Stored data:
•••••

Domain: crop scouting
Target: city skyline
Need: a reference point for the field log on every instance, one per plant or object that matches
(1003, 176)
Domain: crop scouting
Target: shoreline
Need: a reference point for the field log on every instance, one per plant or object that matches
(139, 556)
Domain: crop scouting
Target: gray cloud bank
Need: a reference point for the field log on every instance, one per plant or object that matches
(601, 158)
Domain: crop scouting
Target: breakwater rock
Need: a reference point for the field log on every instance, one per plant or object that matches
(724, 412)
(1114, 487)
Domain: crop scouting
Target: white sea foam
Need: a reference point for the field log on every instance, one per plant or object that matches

•••••

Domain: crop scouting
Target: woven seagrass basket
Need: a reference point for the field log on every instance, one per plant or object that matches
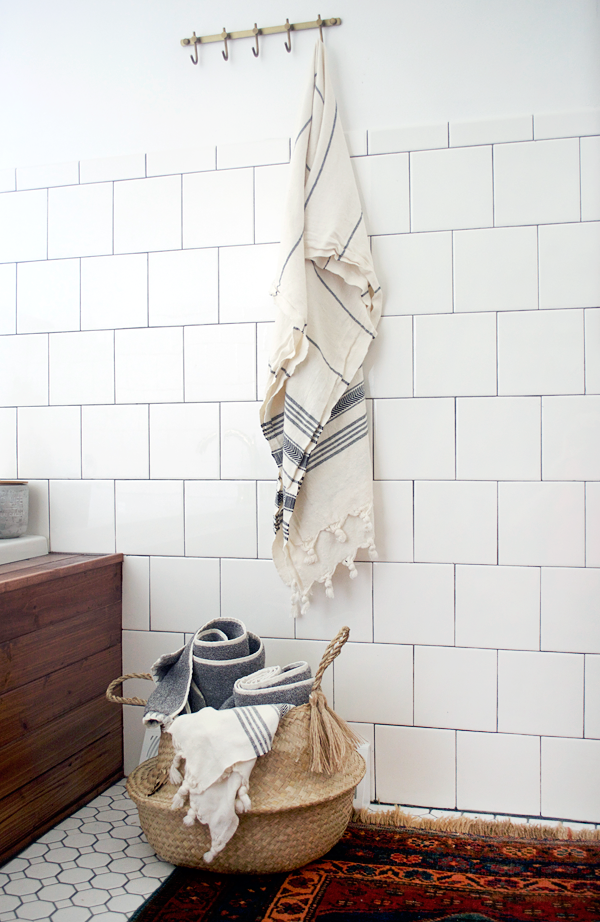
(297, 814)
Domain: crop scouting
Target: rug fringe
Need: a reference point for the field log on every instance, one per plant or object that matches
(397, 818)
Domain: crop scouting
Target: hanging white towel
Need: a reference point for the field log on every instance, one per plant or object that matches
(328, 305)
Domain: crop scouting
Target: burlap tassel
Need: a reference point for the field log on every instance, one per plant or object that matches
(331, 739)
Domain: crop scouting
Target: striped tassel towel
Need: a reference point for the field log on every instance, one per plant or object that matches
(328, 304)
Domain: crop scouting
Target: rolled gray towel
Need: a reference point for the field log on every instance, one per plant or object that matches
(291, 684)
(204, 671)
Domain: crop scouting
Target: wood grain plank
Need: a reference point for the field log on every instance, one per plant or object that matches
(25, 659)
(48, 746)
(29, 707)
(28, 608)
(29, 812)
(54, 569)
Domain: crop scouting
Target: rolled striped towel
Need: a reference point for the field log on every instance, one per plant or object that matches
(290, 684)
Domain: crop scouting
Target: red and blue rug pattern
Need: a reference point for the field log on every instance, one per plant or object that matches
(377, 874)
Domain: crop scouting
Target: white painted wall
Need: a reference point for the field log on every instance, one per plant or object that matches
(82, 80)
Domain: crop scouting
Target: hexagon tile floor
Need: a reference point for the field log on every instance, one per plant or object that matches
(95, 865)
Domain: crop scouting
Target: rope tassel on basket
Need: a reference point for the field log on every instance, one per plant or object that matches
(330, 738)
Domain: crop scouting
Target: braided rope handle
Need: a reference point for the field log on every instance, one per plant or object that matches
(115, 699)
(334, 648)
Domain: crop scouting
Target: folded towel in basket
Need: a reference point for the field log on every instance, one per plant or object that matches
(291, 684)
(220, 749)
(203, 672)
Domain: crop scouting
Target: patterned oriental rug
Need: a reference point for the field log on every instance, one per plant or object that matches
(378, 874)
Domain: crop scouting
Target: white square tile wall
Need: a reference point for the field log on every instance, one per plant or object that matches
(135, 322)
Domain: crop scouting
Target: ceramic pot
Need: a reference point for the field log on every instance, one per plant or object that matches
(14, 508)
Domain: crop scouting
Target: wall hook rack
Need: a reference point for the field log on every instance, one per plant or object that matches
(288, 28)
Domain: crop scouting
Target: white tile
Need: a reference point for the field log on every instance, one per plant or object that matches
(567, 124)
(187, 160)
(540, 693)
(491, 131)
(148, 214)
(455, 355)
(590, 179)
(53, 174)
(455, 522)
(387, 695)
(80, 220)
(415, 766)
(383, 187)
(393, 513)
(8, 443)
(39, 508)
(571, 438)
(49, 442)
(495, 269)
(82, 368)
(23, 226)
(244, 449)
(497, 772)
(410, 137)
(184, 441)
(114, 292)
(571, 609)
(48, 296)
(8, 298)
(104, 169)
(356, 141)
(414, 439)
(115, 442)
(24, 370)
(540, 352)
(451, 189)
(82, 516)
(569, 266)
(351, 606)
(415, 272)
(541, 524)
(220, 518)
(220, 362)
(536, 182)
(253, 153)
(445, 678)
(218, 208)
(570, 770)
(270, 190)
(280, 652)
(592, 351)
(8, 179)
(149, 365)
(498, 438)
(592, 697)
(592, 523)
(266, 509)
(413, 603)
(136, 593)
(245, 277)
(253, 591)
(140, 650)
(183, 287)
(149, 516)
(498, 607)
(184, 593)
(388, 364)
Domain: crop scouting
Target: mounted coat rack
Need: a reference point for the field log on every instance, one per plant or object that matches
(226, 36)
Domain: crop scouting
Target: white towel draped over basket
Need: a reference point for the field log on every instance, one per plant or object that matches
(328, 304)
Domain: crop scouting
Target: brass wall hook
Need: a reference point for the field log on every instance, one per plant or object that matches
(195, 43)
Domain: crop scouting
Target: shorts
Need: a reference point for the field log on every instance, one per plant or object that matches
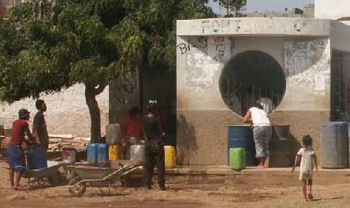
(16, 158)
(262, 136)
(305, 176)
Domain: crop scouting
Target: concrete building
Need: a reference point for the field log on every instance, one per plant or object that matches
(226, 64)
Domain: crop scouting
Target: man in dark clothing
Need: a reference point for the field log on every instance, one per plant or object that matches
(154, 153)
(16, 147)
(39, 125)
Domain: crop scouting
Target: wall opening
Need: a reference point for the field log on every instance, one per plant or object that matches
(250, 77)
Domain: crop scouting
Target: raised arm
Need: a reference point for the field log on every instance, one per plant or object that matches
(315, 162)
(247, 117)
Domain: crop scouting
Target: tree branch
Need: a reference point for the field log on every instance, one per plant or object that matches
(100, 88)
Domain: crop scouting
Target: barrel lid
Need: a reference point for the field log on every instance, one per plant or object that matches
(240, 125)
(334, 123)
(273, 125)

•••••

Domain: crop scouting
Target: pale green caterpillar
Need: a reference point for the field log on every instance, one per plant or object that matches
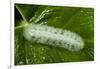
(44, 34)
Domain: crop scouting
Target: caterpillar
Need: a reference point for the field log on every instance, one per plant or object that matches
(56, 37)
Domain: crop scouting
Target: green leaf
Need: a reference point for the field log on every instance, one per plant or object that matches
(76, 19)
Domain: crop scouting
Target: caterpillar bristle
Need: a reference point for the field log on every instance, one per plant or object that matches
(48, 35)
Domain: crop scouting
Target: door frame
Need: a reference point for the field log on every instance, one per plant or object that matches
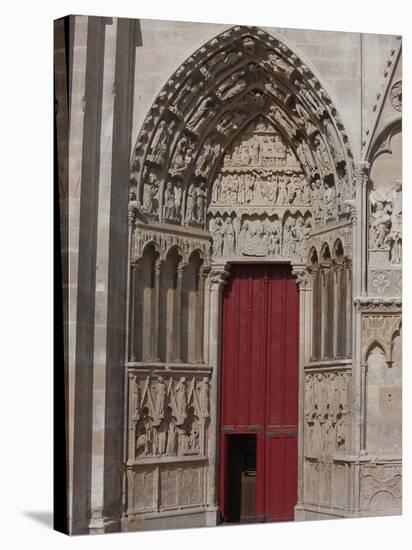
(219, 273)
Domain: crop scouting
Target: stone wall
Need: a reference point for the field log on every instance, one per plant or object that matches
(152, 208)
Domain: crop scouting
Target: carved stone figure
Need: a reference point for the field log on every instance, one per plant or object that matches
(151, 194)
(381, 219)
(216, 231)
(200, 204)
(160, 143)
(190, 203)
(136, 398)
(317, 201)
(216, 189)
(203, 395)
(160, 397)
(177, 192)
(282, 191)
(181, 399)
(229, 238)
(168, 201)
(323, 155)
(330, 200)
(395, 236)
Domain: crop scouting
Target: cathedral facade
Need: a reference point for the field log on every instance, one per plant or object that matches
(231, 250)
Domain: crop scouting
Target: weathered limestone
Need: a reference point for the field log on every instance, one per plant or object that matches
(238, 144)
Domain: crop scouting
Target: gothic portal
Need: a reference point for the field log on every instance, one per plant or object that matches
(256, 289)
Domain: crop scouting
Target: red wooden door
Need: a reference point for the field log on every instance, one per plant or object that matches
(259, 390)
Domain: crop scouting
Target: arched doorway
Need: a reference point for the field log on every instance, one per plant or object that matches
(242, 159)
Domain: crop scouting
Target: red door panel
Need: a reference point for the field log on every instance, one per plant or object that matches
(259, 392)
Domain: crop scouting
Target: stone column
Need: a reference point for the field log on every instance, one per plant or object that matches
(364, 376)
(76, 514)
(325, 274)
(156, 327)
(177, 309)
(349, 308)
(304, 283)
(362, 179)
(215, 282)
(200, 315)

•••••

Count the lines in the rows above that contain the string "rope". Reply with the number only.

Exercise response
2